** Extracted entries follows **

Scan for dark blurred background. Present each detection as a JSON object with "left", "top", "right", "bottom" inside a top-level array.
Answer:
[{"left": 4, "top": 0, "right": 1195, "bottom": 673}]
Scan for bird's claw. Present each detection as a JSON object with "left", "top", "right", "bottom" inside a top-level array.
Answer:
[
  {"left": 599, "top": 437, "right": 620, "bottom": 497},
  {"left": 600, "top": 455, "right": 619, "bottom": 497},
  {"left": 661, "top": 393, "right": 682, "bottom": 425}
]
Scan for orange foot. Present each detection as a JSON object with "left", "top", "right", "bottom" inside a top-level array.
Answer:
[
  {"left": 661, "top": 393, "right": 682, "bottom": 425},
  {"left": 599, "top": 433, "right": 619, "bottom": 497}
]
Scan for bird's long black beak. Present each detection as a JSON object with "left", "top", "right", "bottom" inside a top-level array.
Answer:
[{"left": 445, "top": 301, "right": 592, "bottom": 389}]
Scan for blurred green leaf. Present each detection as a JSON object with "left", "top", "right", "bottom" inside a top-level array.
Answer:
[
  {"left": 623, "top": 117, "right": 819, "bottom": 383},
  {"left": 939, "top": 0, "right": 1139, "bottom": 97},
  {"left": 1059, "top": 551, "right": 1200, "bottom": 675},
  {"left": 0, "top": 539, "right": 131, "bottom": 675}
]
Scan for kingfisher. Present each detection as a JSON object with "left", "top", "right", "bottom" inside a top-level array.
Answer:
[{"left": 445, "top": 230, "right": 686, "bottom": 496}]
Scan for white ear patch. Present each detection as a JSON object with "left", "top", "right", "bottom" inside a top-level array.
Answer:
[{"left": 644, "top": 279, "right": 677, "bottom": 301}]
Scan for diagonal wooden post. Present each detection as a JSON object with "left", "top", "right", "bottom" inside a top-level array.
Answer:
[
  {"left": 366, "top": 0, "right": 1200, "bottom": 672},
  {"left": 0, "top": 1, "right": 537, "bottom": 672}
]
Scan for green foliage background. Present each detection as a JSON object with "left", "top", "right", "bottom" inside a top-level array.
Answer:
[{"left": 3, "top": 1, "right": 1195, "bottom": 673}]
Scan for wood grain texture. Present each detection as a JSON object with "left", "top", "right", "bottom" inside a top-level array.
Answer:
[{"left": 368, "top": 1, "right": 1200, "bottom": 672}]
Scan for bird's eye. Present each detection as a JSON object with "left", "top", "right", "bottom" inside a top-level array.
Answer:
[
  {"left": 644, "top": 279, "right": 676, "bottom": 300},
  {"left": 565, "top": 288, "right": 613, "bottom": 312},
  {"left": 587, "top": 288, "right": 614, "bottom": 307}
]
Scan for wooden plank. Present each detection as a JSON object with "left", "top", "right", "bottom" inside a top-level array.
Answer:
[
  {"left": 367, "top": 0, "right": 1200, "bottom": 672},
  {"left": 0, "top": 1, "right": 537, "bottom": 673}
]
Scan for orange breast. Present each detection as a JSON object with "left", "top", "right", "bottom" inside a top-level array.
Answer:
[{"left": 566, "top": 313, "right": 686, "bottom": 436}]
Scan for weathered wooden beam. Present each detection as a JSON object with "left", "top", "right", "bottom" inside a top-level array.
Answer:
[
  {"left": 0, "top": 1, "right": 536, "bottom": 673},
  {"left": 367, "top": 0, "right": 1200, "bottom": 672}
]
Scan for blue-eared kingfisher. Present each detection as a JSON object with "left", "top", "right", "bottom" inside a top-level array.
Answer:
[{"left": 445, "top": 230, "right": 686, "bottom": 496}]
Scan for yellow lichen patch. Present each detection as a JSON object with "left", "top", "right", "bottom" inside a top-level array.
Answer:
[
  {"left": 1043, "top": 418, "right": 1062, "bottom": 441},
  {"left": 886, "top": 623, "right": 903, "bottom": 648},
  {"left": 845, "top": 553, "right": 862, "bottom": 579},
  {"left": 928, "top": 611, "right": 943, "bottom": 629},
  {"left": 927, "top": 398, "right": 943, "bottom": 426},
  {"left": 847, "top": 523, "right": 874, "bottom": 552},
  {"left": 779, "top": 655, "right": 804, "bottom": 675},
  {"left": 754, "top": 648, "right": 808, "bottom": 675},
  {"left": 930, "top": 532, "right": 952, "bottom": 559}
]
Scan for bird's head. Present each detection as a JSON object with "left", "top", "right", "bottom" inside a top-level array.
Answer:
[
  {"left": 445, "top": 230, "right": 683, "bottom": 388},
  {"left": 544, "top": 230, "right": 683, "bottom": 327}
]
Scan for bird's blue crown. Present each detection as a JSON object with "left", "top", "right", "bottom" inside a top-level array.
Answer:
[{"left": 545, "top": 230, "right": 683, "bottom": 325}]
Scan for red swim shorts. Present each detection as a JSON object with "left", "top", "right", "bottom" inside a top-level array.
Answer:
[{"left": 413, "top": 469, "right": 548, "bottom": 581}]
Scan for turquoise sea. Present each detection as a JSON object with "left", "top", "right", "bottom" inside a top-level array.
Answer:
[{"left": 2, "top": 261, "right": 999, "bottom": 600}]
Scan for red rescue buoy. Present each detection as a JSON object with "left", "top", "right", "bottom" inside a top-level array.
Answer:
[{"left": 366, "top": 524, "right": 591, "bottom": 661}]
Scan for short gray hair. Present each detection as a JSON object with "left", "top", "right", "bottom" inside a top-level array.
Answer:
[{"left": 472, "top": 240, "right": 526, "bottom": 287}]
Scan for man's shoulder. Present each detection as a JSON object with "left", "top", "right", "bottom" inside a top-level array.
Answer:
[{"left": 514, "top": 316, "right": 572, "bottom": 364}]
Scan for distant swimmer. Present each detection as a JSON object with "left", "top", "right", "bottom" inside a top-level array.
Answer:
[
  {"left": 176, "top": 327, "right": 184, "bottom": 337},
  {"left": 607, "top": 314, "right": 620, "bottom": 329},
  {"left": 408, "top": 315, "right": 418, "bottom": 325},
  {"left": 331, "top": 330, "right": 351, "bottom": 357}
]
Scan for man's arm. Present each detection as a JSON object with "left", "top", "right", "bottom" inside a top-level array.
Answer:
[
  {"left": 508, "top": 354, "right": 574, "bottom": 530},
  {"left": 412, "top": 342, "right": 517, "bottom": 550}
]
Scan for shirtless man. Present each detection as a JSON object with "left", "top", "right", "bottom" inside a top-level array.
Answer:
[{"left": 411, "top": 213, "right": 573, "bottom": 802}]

** End of Extracted entries **

What this task involves >>
Nothing in the data may be left out; copy every line exactly.

Written answer >>
Scan for dark blurred background. Present each detection as a JSON object with "left", "top", "right", "bottom" inside a top-level array.
Answer:
[{"left": 4, "top": 0, "right": 1195, "bottom": 673}]
Scan for bird's claw. Present each detection as a JSON object with "left", "top", "right", "bottom" inside a top-level array.
Answer:
[
  {"left": 599, "top": 437, "right": 620, "bottom": 497},
  {"left": 600, "top": 455, "right": 619, "bottom": 497},
  {"left": 661, "top": 393, "right": 682, "bottom": 425}
]
Scan for orange foot. Present each detection as a JSON object with "left", "top", "right", "bottom" inside a top-level array.
Answer:
[
  {"left": 661, "top": 393, "right": 682, "bottom": 425},
  {"left": 599, "top": 433, "right": 619, "bottom": 497}
]
Scan for bird's long black beak. Present each detection as a JSON object with "left", "top", "right", "bottom" inside a top-level array.
Answer:
[{"left": 445, "top": 301, "right": 592, "bottom": 389}]
Scan for blurred green leaf. Present each detection as a JSON object with "left", "top", "right", "bottom" inside a top-level array.
Answer:
[
  {"left": 623, "top": 117, "right": 819, "bottom": 383},
  {"left": 939, "top": 0, "right": 1139, "bottom": 97},
  {"left": 1059, "top": 551, "right": 1200, "bottom": 675},
  {"left": 0, "top": 539, "right": 131, "bottom": 675}
]
Scan for kingfisher. Present each detection as a JSON object with "left", "top", "right", "bottom" inside a top-level array.
Answer:
[{"left": 445, "top": 230, "right": 686, "bottom": 496}]
Scan for white ear patch. Present each detection as a JSON object with "left", "top", "right", "bottom" inside a top-level array.
Answer:
[{"left": 644, "top": 279, "right": 677, "bottom": 301}]
Scan for diagonal wooden post. Present each detection as a JSON object with "left", "top", "right", "bottom" inside a top-level array.
Answer:
[
  {"left": 366, "top": 0, "right": 1200, "bottom": 672},
  {"left": 0, "top": 1, "right": 537, "bottom": 672}
]
Scan for green foliage background. Present each detection as a JSON object with "left", "top", "right", "bottom" inside a top-level array.
Answer:
[{"left": 3, "top": 1, "right": 1195, "bottom": 673}]
Scan for wood grain texture. Present each detection as a JSON object with "left", "top", "right", "bottom" inside a top-level array.
Answer:
[{"left": 368, "top": 1, "right": 1200, "bottom": 672}]
Scan for bird's eye. Present each detection as a JSON object with "left", "top", "right", "bottom" inside a top-level array.
Answer:
[
  {"left": 644, "top": 279, "right": 676, "bottom": 300},
  {"left": 565, "top": 288, "right": 613, "bottom": 312},
  {"left": 587, "top": 288, "right": 614, "bottom": 307}
]
Scan for wooden plank. Present each detection as a JSON object with "left", "top", "right", "bottom" inside a top-level array.
Answer:
[
  {"left": 367, "top": 0, "right": 1200, "bottom": 672},
  {"left": 0, "top": 1, "right": 537, "bottom": 673}
]
Scan for orange breast. Present each detection as a JSON object with "left", "top", "right", "bottom" inside a top-level array.
Answer:
[{"left": 566, "top": 313, "right": 686, "bottom": 436}]
Scan for weathered wooden beam. Present each detection as a JSON object with "left", "top", "right", "bottom" inside a top-level array.
Answer:
[
  {"left": 0, "top": 1, "right": 536, "bottom": 673},
  {"left": 367, "top": 0, "right": 1200, "bottom": 672}
]
Scan for blue-eared kingfisher. Present each detection as a JSON object with "left", "top", "right", "bottom" inside a top-level array.
Answer:
[{"left": 445, "top": 230, "right": 686, "bottom": 496}]
Scan for yellow lichen patch. Present each detection as a JSON object with "left", "top", "right", "bottom" inside a top-level array.
Answer:
[
  {"left": 1043, "top": 418, "right": 1062, "bottom": 441},
  {"left": 886, "top": 623, "right": 903, "bottom": 648},
  {"left": 845, "top": 553, "right": 862, "bottom": 579},
  {"left": 928, "top": 611, "right": 943, "bottom": 629},
  {"left": 927, "top": 398, "right": 943, "bottom": 426},
  {"left": 847, "top": 523, "right": 874, "bottom": 552},
  {"left": 779, "top": 655, "right": 804, "bottom": 675},
  {"left": 754, "top": 648, "right": 808, "bottom": 675},
  {"left": 930, "top": 532, "right": 952, "bottom": 559}
]
Scan for bird's head. Present each detection as a JSON object with "left", "top", "right", "bottom" inside a top-level array.
Answer:
[
  {"left": 445, "top": 230, "right": 683, "bottom": 388},
  {"left": 544, "top": 230, "right": 683, "bottom": 327}
]
Scan for bird's blue crown. Present each detection as a JSON object with "left", "top", "right", "bottom" inside a top-level array.
Answer:
[{"left": 545, "top": 230, "right": 683, "bottom": 325}]
Scan for red swim shorts. Present each detection as a JSON object with "left", "top", "right", "bottom" inside a top-level array.
Answer:
[{"left": 413, "top": 469, "right": 548, "bottom": 581}]
Scan for turquoise sea. Present each detection as a JSON object with "left", "top", "right", "bottom" inside a top-level array.
Answer:
[{"left": 2, "top": 261, "right": 999, "bottom": 600}]
Scan for red rescue buoy. Present each detection as a JSON object with "left", "top", "right", "bottom" inside a top-level array.
Answer:
[{"left": 366, "top": 524, "right": 591, "bottom": 661}]
Scan for short gray hair. Present each detection as a JSON object with "left", "top", "right", "bottom" inside a top-level array.
Answer:
[{"left": 472, "top": 240, "right": 526, "bottom": 287}]
Scan for man's shoulder. Present each detection as a JSON object with "left", "top", "right", "bottom" inside a top-level array.
Answer:
[{"left": 514, "top": 316, "right": 572, "bottom": 364}]
Scan for distant swimmer. Present each detection as a JSON object with "left", "top", "right", "bottom" inside a top-level array.
Answer:
[
  {"left": 176, "top": 327, "right": 184, "bottom": 337},
  {"left": 607, "top": 314, "right": 620, "bottom": 329},
  {"left": 408, "top": 315, "right": 418, "bottom": 325},
  {"left": 331, "top": 330, "right": 351, "bottom": 357}
]
Scan for man's arm. Present each detection as a JSON object with "left", "top", "right", "bottom" inside a top-level array.
Answer:
[
  {"left": 508, "top": 354, "right": 574, "bottom": 530},
  {"left": 412, "top": 342, "right": 517, "bottom": 550}
]
Scan for shirtless man. Present each detection as a JSON object with "left", "top", "right", "bottom" inside a top-level array.
Answer:
[{"left": 411, "top": 213, "right": 573, "bottom": 802}]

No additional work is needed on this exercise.